(WHAT YOU HAVE TO DO):
Render every line of the data below as a Markdown table with two columns, Row and Line. Number the rows in order and leave out blank lines.

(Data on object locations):
------------------------------------

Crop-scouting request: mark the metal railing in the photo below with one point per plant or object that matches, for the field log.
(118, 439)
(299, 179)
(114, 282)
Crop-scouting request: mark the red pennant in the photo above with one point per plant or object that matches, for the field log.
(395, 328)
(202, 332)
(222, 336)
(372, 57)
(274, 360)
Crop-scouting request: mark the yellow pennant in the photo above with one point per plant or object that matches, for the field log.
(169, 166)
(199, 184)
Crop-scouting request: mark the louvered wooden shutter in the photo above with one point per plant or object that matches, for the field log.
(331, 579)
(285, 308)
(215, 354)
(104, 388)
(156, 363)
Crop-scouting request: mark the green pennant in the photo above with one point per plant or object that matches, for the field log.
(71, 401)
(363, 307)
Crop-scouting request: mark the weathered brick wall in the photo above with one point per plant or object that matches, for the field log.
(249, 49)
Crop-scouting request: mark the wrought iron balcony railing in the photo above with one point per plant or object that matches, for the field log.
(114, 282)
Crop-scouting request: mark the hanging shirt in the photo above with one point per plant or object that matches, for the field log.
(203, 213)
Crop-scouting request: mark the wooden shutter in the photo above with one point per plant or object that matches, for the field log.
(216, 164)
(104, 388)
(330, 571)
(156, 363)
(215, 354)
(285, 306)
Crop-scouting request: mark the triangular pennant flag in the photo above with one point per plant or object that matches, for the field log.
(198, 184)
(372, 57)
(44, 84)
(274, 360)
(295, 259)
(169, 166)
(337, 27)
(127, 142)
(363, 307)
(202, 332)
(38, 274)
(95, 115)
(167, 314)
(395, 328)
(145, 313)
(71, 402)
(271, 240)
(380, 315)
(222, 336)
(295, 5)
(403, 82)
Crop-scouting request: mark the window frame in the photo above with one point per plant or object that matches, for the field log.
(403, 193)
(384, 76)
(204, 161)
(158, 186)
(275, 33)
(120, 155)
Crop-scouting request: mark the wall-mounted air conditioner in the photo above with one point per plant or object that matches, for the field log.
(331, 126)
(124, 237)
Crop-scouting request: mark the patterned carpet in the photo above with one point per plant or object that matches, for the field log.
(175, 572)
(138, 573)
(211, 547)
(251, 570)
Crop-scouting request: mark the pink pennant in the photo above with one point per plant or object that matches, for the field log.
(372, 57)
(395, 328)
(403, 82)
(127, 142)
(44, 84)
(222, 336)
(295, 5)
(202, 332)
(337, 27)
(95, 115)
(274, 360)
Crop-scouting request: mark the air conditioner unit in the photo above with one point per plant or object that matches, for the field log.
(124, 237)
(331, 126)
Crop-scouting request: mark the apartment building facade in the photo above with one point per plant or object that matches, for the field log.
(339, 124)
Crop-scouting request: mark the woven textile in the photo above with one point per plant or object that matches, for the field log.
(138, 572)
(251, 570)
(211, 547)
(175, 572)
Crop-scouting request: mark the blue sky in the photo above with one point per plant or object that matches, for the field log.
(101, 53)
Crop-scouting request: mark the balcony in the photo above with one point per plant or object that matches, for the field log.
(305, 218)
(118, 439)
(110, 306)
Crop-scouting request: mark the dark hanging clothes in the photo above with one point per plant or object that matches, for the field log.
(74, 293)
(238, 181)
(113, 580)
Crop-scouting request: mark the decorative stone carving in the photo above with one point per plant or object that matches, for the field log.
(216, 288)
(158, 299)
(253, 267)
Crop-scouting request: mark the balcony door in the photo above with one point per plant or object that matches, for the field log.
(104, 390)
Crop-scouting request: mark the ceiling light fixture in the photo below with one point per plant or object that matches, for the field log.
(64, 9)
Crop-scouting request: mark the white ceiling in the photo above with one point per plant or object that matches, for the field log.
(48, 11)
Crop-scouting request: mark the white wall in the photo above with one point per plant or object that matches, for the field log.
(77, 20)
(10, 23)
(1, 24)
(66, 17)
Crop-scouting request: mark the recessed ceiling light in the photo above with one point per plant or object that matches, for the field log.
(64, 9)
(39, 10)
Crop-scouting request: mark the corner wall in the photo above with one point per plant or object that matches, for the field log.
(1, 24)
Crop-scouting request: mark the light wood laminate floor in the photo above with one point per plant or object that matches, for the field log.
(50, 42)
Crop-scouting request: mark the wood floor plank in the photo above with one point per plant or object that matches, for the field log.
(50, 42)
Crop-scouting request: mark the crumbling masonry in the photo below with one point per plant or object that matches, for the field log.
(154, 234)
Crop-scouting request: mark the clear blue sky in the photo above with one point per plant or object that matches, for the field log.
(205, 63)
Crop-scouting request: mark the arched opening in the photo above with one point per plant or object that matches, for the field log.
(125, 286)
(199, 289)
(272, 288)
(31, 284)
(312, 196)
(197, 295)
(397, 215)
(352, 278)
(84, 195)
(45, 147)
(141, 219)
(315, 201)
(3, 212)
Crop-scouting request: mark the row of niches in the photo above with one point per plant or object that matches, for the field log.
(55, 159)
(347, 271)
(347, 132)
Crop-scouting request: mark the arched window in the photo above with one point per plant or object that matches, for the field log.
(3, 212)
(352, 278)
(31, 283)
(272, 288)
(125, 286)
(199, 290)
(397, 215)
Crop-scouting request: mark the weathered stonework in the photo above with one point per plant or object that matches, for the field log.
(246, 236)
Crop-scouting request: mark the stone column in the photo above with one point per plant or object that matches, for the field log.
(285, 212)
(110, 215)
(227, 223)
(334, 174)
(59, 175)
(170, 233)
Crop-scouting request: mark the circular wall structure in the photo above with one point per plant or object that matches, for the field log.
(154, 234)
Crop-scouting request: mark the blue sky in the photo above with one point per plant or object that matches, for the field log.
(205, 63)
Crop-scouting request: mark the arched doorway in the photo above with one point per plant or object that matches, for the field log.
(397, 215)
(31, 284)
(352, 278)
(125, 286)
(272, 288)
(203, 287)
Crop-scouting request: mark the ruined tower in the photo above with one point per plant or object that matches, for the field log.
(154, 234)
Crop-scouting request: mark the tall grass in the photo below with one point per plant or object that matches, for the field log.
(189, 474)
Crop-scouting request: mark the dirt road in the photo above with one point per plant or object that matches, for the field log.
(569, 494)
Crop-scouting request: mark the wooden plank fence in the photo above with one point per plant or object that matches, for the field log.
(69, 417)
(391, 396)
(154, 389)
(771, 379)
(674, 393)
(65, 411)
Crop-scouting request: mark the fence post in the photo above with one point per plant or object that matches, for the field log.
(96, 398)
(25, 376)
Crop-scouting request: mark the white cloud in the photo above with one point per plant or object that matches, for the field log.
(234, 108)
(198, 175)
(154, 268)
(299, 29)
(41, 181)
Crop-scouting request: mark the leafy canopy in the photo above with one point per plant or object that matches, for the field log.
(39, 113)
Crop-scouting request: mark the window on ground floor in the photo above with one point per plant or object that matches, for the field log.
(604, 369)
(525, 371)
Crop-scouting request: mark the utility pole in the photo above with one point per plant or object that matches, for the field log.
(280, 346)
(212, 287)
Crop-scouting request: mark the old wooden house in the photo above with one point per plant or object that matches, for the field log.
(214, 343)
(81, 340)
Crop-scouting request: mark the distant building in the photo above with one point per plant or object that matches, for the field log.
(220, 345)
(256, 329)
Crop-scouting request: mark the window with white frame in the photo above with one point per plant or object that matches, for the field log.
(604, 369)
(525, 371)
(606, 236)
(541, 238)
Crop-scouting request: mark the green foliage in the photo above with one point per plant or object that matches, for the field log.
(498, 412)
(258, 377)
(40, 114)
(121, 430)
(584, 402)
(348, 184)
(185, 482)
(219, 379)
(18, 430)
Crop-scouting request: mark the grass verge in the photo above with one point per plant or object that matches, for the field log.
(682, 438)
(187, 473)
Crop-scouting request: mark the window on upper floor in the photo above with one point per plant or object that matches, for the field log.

------------------------------------

(COMPLETED EXERCISE):
| Row | Line |
|---|---|
| 1 | Crop-scouting request: mark the metal railing in the photo below with one point per plant or object that matches, for the field log. |
| 2 | (118, 439) |
| 3 | (299, 179) |
| 4 | (114, 282) |
| 5 | Crop-scouting request: mark the red pennant in the photo above with one point per plant or object that matches, for the field log. |
| 6 | (395, 328) |
| 7 | (202, 332) |
| 8 | (222, 336) |
| 9 | (372, 57) |
| 10 | (274, 360) |
| 11 | Crop-scouting request: mark the yellow pennant in the photo above with one point per plant or object that matches, for the field log. |
| 12 | (169, 166) |
| 13 | (199, 184) |
| 14 | Crop-scouting request: mark the louvered wooden shutter in the photo above with one point per plant or object that matches, for the field log. |
| 15 | (331, 579) |
| 16 | (285, 308) |
| 17 | (215, 354) |
| 18 | (104, 388) |
| 19 | (156, 363) |
| 20 | Crop-scouting request: mark the green pennant in the photo above with one point per plant or object that matches, for the field log. |
| 21 | (71, 401) |
| 22 | (363, 307) |
| 23 | Crop-scouting request: mark the weathered brick wall in the photo above with one point per plant or object that matches, for the field log. |
| 24 | (249, 49) |
| 25 | Crop-scouting request: mark the wrought iron balcony railing in the photo above with one point per plant or object that matches, for the field log. |
| 26 | (114, 282) |
| 27 | Crop-scouting request: mark the hanging shirt in the photo above with one point per plant or object that matches, for the field log. |
| 28 | (203, 213) |
| 29 | Crop-scouting request: mark the wooden shutter in the photo above with one point per plant or object that matches, for the field log. |
| 30 | (216, 164) |
| 31 | (104, 388) |
| 32 | (330, 571) |
| 33 | (156, 363) |
| 34 | (215, 354) |
| 35 | (285, 306) |
| 36 | Crop-scouting request: mark the triangular pennant flag in the photo above with one point per plant or object that matches, for the field log. |
| 37 | (198, 184) |
| 38 | (372, 57) |
| 39 | (44, 84) |
| 40 | (274, 360) |
| 41 | (295, 259) |
| 42 | (169, 166) |
| 43 | (337, 27) |
| 44 | (127, 142) |
| 45 | (363, 307) |
| 46 | (202, 332) |
| 47 | (38, 274) |
| 48 | (95, 115) |
| 49 | (167, 314) |
| 50 | (395, 328) |
| 51 | (145, 313) |
| 52 | (71, 402) |
| 53 | (271, 240) |
| 54 | (380, 315) |
| 55 | (222, 336) |
| 56 | (295, 5) |
| 57 | (403, 82) |
| 58 | Crop-scouting request: mark the window frame in the photo above with one point per plant or object that matches, for the field log. |
| 59 | (403, 193) |
| 60 | (384, 76) |
| 61 | (204, 161) |
| 62 | (158, 186) |
| 63 | (275, 33) |
| 64 | (120, 155) |
| 65 | Crop-scouting request: mark the wall-mounted air conditioner in the photo above with one point per plant or object that matches, for the field log. |
| 66 | (331, 126) |
| 67 | (124, 237) |
| 68 | Crop-scouting request: mark the patterned carpet in the photo above with one point per plant or object that matches, for the field log. |
| 69 | (175, 572) |
| 70 | (138, 573) |
| 71 | (211, 547) |
| 72 | (251, 570) |
| 73 | Crop-scouting request: mark the pink pennant in the photo above with one point per plant or object that matches, for the field log. |
| 74 | (372, 57) |
| 75 | (395, 328) |
| 76 | (403, 82) |
| 77 | (127, 142) |
| 78 | (44, 84) |
| 79 | (222, 336) |
| 80 | (295, 5) |
| 81 | (202, 332) |
| 82 | (337, 27) |
| 83 | (95, 115) |
| 84 | (274, 360) |
| 85 | Crop-scouting request: mark the air conditioner unit in the photo above with one point per plant or object that matches, for the field log. |
| 86 | (124, 237) |
| 87 | (331, 126) |
| 88 | Crop-scouting request: mark the apartment building facade in the photo above with one point per plant or object that matches, for the field log. |
| 89 | (339, 124) |
| 90 | Crop-scouting request: mark the woven textile in the photo above with one point per plant or object that matches, for the field log. |
| 91 | (138, 572) |
| 92 | (251, 570) |
| 93 | (211, 547) |
| 94 | (175, 572) |
| 95 | Crop-scouting request: mark the blue sky in the photo above with one point per plant or object that matches, for the field log. |
| 96 | (101, 53) |
| 97 | Crop-scouting request: mark the balcony in the photo above with one point per plant or object that matches, for the field log. |
| 98 | (305, 218) |
| 99 | (118, 439) |
| 100 | (110, 306) |
| 101 | Crop-scouting request: mark the dark hanging clothes in the photo above with one point per plant or object that matches, for the field log. |
| 102 | (74, 293) |
| 103 | (238, 181) |
| 104 | (113, 580) |
| 105 | Crop-scouting request: mark the decorative stone carving in the photo above with one point per plant or object that matches, for the field log. |
| 106 | (216, 288) |
| 107 | (158, 299) |
| 108 | (253, 267) |
| 109 | Crop-scouting request: mark the balcony door in the photo above with one point per plant or object that matches, for the field log. |
| 110 | (104, 390) |
| 111 | Crop-scouting request: mark the ceiling light fixture in the photo below with one point per plant or object that matches, for the field log. |
| 112 | (64, 9) |
| 113 | Crop-scouting request: mark the white ceiling in the photo above with one point per plant or object that matches, for the field log. |
| 114 | (48, 11) |
| 115 | Crop-scouting request: mark the white wall in the photo above with one point per plant or object that matches, for the field log. |
| 116 | (77, 20) |
| 117 | (10, 23) |
| 118 | (1, 24) |
| 119 | (66, 17) |
| 120 | Crop-scouting request: mark the recessed ceiling light in the photo above with one point per plant or object that matches, for the field log. |
| 121 | (64, 9) |
| 122 | (39, 10) |
| 123 | Crop-scouting request: mark the corner wall in the photo above with one point per plant or object that matches, for the field log. |
| 124 | (1, 24) |
| 125 | Crop-scouting request: mark the light wood laminate floor in the photo above with one point per plant or object that matches, for the field log. |
| 126 | (50, 42) |
| 127 | Crop-scouting request: mark the wood floor plank in the photo above with one point per plant or object that matches, for the field log. |
| 128 | (50, 42) |
| 129 | Crop-scouting request: mark the crumbling masonry in the photo below with one point per plant or object that matches, for the field log. |
| 130 | (154, 234) |
| 131 | Crop-scouting request: mark the clear blue sky in the photo above with one point per plant or object that matches, for the field log. |
| 132 | (205, 63) |
| 133 | Crop-scouting request: mark the arched opening in the photo above with one point per plant or object that matches, for the field log. |
| 134 | (125, 286) |
| 135 | (199, 289) |
| 136 | (272, 288) |
| 137 | (31, 284) |
| 138 | (312, 196) |
| 139 | (197, 295) |
| 140 | (397, 215) |
| 141 | (352, 278) |
| 142 | (84, 195) |
| 143 | (45, 147) |
| 144 | (141, 219) |
| 145 | (315, 201) |
| 146 | (3, 212) |
| 147 | Crop-scouting request: mark the row of niches in the photo above with one point per plant or object that matches, for the field log. |
| 148 | (55, 159) |
| 149 | (347, 271) |
| 150 | (347, 132) |
| 151 | Crop-scouting request: mark the arched window in the photo above with one point per plant or object that matches, for the field log. |
| 152 | (3, 212) |
| 153 | (352, 278) |
| 154 | (31, 283) |
| 155 | (272, 288) |
| 156 | (125, 286) |
| 157 | (199, 290) |
| 158 | (397, 215) |
| 159 | Crop-scouting request: mark the weathered stonework in the photo above with one point per plant or object that matches, for the field log. |
| 160 | (246, 236) |
| 161 | Crop-scouting request: mark the stone column in the photo above with one point per plant or object that matches, for the field log. |
| 162 | (285, 212) |
| 163 | (110, 215) |
| 164 | (227, 223) |
| 165 | (334, 174) |
| 166 | (59, 175) |
| 167 | (170, 233) |
| 168 | Crop-scouting request: mark the circular wall structure in the photo above with one point per plant or object that matches, for the field log. |
| 169 | (154, 234) |
| 170 | Crop-scouting request: mark the blue sky in the photo above with one point per plant or object that matches, for the field log. |
| 171 | (205, 63) |
| 172 | Crop-scouting request: mark the arched doorway in the photo above with one point per plant or object that matches, for the field log. |
| 173 | (397, 215) |
| 174 | (31, 284) |
| 175 | (352, 278) |
| 176 | (125, 286) |
| 177 | (272, 288) |
| 178 | (203, 287) |
| 179 | Crop-scouting request: mark the ruined tower in the photo above with one point per plant or object that matches, for the field log. |
| 180 | (154, 234) |
| 181 | Crop-scouting request: mark the tall grass in the photo below with one point per plant or object that matches, for the field log. |
| 182 | (189, 474) |
| 183 | Crop-scouting request: mark the dirt road in the photo above with one point per plant or object that matches, for the field log. |
| 184 | (569, 494) |
| 185 | Crop-scouting request: mark the wooden plank fence in the photo above with one point per plant or object that matches, for the field log. |
| 186 | (69, 417) |
| 187 | (391, 396) |
| 188 | (154, 389) |
| 189 | (771, 379) |
| 190 | (674, 393) |
| 191 | (65, 411) |
| 192 | Crop-scouting request: mark the fence post in the photo above with one point per plant or object that matches, for the field log. |
| 193 | (96, 398) |
| 194 | (25, 376) |
| 195 | Crop-scouting request: mark the white cloud in the photo above with one point per plant or object that matches, for the field log. |
| 196 | (234, 108) |
| 197 | (198, 175) |
| 198 | (154, 268) |
| 199 | (299, 29) |
| 200 | (41, 181) |
| 201 | Crop-scouting request: mark the leafy canopy in the photo above with one point per plant or object that matches, for the field log. |
| 202 | (39, 113) |
| 203 | Crop-scouting request: mark the window on ground floor in the photo above with one point per plant or object that matches, for the field log. |
| 204 | (604, 369) |
| 205 | (525, 371) |
| 206 | Crop-scouting request: mark the utility pole in the photo above with one point per plant or object that matches, for the field log. |
| 207 | (280, 346) |
| 208 | (212, 287) |
| 209 | Crop-scouting request: mark the old wooden house in the photo above with one point per plant or object that matches, for the field log. |
| 210 | (214, 343) |
| 211 | (81, 340) |
| 212 | Crop-scouting request: mark the distant building in the photo above with one point per plant or object that matches, for the field log. |
| 213 | (220, 345) |
| 214 | (256, 329) |
| 215 | Crop-scouting request: mark the window with white frame in the photo above with one point per plant or object that matches, for the field log. |
| 216 | (604, 369) |
| 217 | (525, 371) |
| 218 | (606, 236) |
| 219 | (541, 238) |
| 220 | Crop-scouting request: mark the green foliage in the photo above with one point per plant or object that matches, for the field log. |
| 221 | (498, 412) |
| 222 | (258, 377) |
| 223 | (40, 114) |
| 224 | (121, 430) |
| 225 | (584, 402) |
| 226 | (348, 184) |
| 227 | (185, 482) |
| 228 | (219, 379) |
| 229 | (18, 430) |
| 230 | Crop-scouting request: mark the grass verge in the photo above with one point per plant or object that matches, for the field log. |
| 231 | (682, 438) |
| 232 | (187, 473) |
| 233 | Crop-scouting request: mark the window on upper floor in the photo above with one point per plant or object that matches, for the field log. |